The Kamchatka volcanoes are monitored in order to avert disruption caused by their regular eruptions for air travel and local populations.
"Thanks to the operational satellite monitoring of Kamchatka volcanoes, it is possible to analyse thermal anomalies and ash plumes in volcano areas, perform their numerical simulation, and determine the various characteristics of the volcanic process," said Dr Evgeny Lupyan, head of the satellite monitoring technology department at the Space Research Institute of Russian Academy of Sciences.
“Of course, the most important task is to promptly inform about dangerous situations.”
Some notable volcanoes such as Mount Saint Helens in Washington, or Mount Kilauea – which is currently erupting in Hawaii – are the subjects of constant, close monitoring with specialised instruments.
Though the activity of volcanoes such as the on-going eruption of Mount Kilauea can still be incredibly harmful, advance warnings by scientists can allow local people to at the very least evacuate the area.
However, of the roughly 1,500 active volcanoes around the world, many are remotely located and therefore poorly monitored.
In these cases, satellites such as Nasa’s Terra spacecraft can be used to identify potential hazards, allowing surrounding communities to take precautions prior to eruptions.
Volcanoes in Kamchatka and the Kuril islands are monitored using the VolSatView system, which uses data both from Russian and international satellites.
The Kamchatka volcanoes are among the most active in the world, generally erupting between three and seven times every year.
Though daily monitoring of these hazardous zones has been underway since the early 1990s, it has been bolstered by the implementation of a comprehensive array of readings taken from space.

------------------------------------------------------------------------

#### Aim of the task:
Decide whether each statement agrees with the passage on Kamchatka volcano monitoring. Answer yes or no for each, quoting the deciding words of the passage. 1. Kamchatka volcanoes usually erupt between three and seven times a year. 2. The VolSatView system draws its data only from Russian satellites. 3. Daily monitoring of the Kamchatka hazard zones began in the early 2000s.

#### Provided material:
------------------------------------------------------------------------

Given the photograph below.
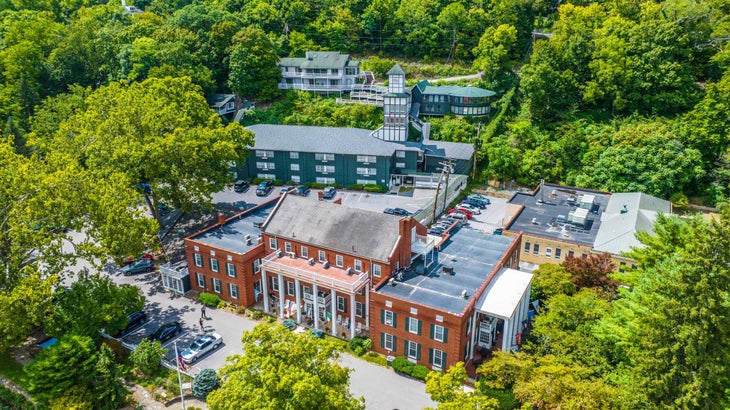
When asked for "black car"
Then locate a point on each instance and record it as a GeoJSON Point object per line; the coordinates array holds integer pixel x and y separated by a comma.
{"type": "Point", "coordinates": [264, 188]}
{"type": "Point", "coordinates": [139, 266]}
{"type": "Point", "coordinates": [135, 319]}
{"type": "Point", "coordinates": [241, 186]}
{"type": "Point", "coordinates": [166, 332]}
{"type": "Point", "coordinates": [302, 190]}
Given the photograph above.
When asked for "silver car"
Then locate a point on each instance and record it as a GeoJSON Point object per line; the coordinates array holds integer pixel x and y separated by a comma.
{"type": "Point", "coordinates": [201, 346]}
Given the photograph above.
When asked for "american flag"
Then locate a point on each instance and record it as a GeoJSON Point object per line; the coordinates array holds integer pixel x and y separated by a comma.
{"type": "Point", "coordinates": [181, 363]}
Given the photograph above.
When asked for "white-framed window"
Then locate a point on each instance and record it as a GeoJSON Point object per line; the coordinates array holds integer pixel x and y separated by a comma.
{"type": "Point", "coordinates": [367, 159]}
{"type": "Point", "coordinates": [367, 171]}
{"type": "Point", "coordinates": [341, 304]}
{"type": "Point", "coordinates": [325, 180]}
{"type": "Point", "coordinates": [198, 260]}
{"type": "Point", "coordinates": [389, 318]}
{"type": "Point", "coordinates": [265, 166]}
{"type": "Point", "coordinates": [376, 270]}
{"type": "Point", "coordinates": [274, 282]}
{"type": "Point", "coordinates": [438, 333]}
{"type": "Point", "coordinates": [414, 325]}
{"type": "Point", "coordinates": [324, 157]}
{"type": "Point", "coordinates": [233, 290]}
{"type": "Point", "coordinates": [439, 357]}
{"type": "Point", "coordinates": [388, 342]}
{"type": "Point", "coordinates": [325, 169]}
{"type": "Point", "coordinates": [413, 350]}
{"type": "Point", "coordinates": [231, 270]}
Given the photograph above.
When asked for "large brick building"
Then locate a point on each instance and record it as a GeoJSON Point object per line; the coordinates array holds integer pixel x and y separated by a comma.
{"type": "Point", "coordinates": [353, 272]}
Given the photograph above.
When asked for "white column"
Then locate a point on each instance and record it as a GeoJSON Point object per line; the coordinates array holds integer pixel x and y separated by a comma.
{"type": "Point", "coordinates": [333, 301]}
{"type": "Point", "coordinates": [282, 293]}
{"type": "Point", "coordinates": [352, 315]}
{"type": "Point", "coordinates": [367, 305]}
{"type": "Point", "coordinates": [505, 337]}
{"type": "Point", "coordinates": [474, 330]}
{"type": "Point", "coordinates": [265, 288]}
{"type": "Point", "coordinates": [298, 293]}
{"type": "Point", "coordinates": [316, 305]}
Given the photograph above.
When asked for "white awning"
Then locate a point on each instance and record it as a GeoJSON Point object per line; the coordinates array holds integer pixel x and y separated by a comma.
{"type": "Point", "coordinates": [504, 293]}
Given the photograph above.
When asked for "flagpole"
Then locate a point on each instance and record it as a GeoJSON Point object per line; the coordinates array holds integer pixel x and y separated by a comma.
{"type": "Point", "coordinates": [179, 378]}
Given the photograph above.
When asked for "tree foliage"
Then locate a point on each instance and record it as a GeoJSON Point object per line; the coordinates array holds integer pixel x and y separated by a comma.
{"type": "Point", "coordinates": [283, 370]}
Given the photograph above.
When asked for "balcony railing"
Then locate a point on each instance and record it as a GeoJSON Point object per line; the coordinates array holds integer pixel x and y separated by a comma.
{"type": "Point", "coordinates": [270, 262]}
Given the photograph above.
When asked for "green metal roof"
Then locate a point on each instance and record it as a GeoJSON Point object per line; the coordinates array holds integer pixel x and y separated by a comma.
{"type": "Point", "coordinates": [318, 59]}
{"type": "Point", "coordinates": [396, 70]}
{"type": "Point", "coordinates": [457, 91]}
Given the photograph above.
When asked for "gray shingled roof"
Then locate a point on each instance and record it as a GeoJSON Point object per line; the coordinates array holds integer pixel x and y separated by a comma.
{"type": "Point", "coordinates": [318, 59]}
{"type": "Point", "coordinates": [617, 233]}
{"type": "Point", "coordinates": [372, 235]}
{"type": "Point", "coordinates": [298, 138]}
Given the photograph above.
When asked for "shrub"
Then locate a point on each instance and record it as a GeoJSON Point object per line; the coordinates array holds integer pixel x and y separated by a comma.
{"type": "Point", "coordinates": [374, 188]}
{"type": "Point", "coordinates": [146, 356]}
{"type": "Point", "coordinates": [204, 383]}
{"type": "Point", "coordinates": [289, 324]}
{"type": "Point", "coordinates": [209, 299]}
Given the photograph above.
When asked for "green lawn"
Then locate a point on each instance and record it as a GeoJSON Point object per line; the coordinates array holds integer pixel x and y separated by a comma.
{"type": "Point", "coordinates": [13, 370]}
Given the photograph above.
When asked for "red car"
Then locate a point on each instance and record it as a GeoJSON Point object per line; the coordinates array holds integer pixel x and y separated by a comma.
{"type": "Point", "coordinates": [466, 213]}
{"type": "Point", "coordinates": [131, 259]}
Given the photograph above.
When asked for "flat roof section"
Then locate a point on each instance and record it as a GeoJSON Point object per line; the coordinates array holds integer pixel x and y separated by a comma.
{"type": "Point", "coordinates": [547, 213]}
{"type": "Point", "coordinates": [231, 236]}
{"type": "Point", "coordinates": [471, 254]}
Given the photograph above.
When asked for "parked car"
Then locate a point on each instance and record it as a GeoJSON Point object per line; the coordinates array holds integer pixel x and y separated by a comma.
{"type": "Point", "coordinates": [241, 186]}
{"type": "Point", "coordinates": [134, 319]}
{"type": "Point", "coordinates": [140, 266]}
{"type": "Point", "coordinates": [166, 332]}
{"type": "Point", "coordinates": [201, 346]}
{"type": "Point", "coordinates": [264, 188]}
{"type": "Point", "coordinates": [131, 259]}
{"type": "Point", "coordinates": [329, 192]}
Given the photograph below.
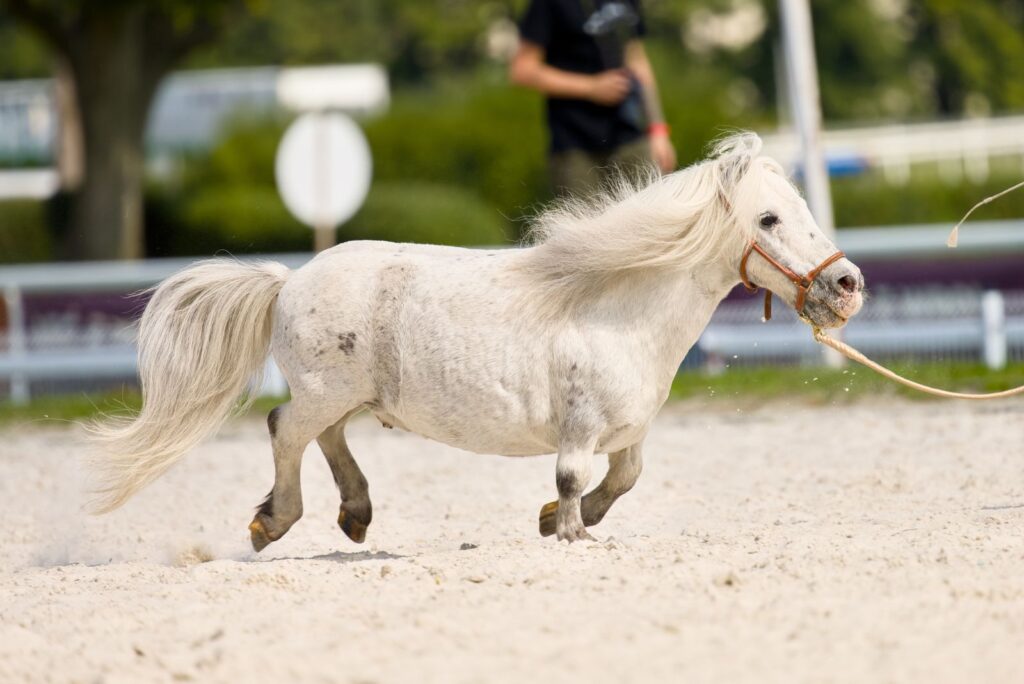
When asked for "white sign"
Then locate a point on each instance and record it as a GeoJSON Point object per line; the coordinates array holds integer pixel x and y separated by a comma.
{"type": "Point", "coordinates": [360, 88]}
{"type": "Point", "coordinates": [324, 169]}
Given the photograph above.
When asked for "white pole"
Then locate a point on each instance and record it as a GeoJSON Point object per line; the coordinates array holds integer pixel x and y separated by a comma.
{"type": "Point", "coordinates": [993, 321]}
{"type": "Point", "coordinates": [805, 102]}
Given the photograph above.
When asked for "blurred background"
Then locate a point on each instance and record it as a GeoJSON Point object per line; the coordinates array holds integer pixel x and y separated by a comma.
{"type": "Point", "coordinates": [135, 135]}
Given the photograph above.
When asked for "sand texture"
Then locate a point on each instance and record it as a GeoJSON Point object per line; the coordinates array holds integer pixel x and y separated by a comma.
{"type": "Point", "coordinates": [781, 543]}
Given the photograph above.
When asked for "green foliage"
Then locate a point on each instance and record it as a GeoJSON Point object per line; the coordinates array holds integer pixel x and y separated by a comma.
{"type": "Point", "coordinates": [474, 133]}
{"type": "Point", "coordinates": [25, 232]}
{"type": "Point", "coordinates": [227, 200]}
{"type": "Point", "coordinates": [854, 383]}
{"type": "Point", "coordinates": [22, 54]}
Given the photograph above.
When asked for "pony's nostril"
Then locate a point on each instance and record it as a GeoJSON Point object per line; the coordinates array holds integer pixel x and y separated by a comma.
{"type": "Point", "coordinates": [849, 283]}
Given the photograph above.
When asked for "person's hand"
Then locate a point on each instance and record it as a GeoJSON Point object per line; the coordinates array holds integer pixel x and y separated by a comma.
{"type": "Point", "coordinates": [609, 87]}
{"type": "Point", "coordinates": [662, 152]}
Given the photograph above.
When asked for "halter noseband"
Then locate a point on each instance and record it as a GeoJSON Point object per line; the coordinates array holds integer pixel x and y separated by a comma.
{"type": "Point", "coordinates": [803, 283]}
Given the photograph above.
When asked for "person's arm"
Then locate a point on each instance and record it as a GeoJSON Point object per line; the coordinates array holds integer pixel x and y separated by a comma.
{"type": "Point", "coordinates": [528, 70]}
{"type": "Point", "coordinates": [660, 145]}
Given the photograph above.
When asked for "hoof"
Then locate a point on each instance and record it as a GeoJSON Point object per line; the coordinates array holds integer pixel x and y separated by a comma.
{"type": "Point", "coordinates": [353, 529]}
{"type": "Point", "coordinates": [260, 538]}
{"type": "Point", "coordinates": [548, 517]}
{"type": "Point", "coordinates": [573, 533]}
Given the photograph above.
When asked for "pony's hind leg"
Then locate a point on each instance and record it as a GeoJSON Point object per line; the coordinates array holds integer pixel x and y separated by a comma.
{"type": "Point", "coordinates": [356, 512]}
{"type": "Point", "coordinates": [624, 470]}
{"type": "Point", "coordinates": [571, 476]}
{"type": "Point", "coordinates": [292, 426]}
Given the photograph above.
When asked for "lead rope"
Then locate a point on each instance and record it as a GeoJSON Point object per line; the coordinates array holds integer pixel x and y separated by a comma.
{"type": "Point", "coordinates": [854, 355]}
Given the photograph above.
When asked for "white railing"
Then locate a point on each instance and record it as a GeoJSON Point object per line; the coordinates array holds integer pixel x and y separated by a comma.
{"type": "Point", "coordinates": [960, 146]}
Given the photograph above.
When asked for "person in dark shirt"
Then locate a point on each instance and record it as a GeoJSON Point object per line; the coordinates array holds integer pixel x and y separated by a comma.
{"type": "Point", "coordinates": [603, 110]}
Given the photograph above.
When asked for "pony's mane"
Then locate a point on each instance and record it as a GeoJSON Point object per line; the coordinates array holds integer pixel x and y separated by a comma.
{"type": "Point", "coordinates": [678, 221]}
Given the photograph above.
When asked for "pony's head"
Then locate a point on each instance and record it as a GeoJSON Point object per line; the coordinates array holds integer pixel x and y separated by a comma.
{"type": "Point", "coordinates": [700, 220]}
{"type": "Point", "coordinates": [782, 248]}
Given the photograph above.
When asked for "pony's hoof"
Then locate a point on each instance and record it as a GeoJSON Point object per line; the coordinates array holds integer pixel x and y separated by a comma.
{"type": "Point", "coordinates": [548, 518]}
{"type": "Point", "coordinates": [574, 533]}
{"type": "Point", "coordinates": [353, 528]}
{"type": "Point", "coordinates": [259, 536]}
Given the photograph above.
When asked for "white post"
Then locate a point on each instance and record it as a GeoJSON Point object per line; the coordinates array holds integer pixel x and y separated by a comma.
{"type": "Point", "coordinates": [17, 343]}
{"type": "Point", "coordinates": [805, 102]}
{"type": "Point", "coordinates": [993, 318]}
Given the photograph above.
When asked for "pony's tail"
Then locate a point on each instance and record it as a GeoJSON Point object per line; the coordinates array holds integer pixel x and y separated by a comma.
{"type": "Point", "coordinates": [203, 337]}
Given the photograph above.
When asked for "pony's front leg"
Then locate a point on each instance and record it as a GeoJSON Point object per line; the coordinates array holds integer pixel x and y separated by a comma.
{"type": "Point", "coordinates": [571, 477]}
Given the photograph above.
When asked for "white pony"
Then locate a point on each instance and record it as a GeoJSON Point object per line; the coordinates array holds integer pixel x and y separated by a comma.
{"type": "Point", "coordinates": [569, 345]}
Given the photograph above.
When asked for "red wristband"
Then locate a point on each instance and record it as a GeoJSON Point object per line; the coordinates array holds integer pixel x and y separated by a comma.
{"type": "Point", "coordinates": [658, 128]}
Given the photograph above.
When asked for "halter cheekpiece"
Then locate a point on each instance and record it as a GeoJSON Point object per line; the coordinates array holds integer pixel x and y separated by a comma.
{"type": "Point", "coordinates": [803, 283]}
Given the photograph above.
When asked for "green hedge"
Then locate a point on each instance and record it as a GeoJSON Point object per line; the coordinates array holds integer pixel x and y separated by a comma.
{"type": "Point", "coordinates": [25, 233]}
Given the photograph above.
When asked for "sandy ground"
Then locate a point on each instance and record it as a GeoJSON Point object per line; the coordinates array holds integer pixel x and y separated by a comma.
{"type": "Point", "coordinates": [777, 544]}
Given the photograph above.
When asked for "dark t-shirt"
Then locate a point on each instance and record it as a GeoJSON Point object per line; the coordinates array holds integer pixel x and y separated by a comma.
{"type": "Point", "coordinates": [586, 37]}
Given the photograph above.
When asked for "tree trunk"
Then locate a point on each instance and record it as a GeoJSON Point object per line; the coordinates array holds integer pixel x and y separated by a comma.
{"type": "Point", "coordinates": [114, 94]}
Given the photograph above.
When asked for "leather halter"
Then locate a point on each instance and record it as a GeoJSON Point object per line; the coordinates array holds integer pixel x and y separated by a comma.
{"type": "Point", "coordinates": [803, 283]}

------------------------------------------------------------------------

#### Answer below:
1. Yes: "generally erupting between three and seven times every year"
2. No: "uses data both from Russian and international satellites"
3. No: "has been underway since the early 1990s"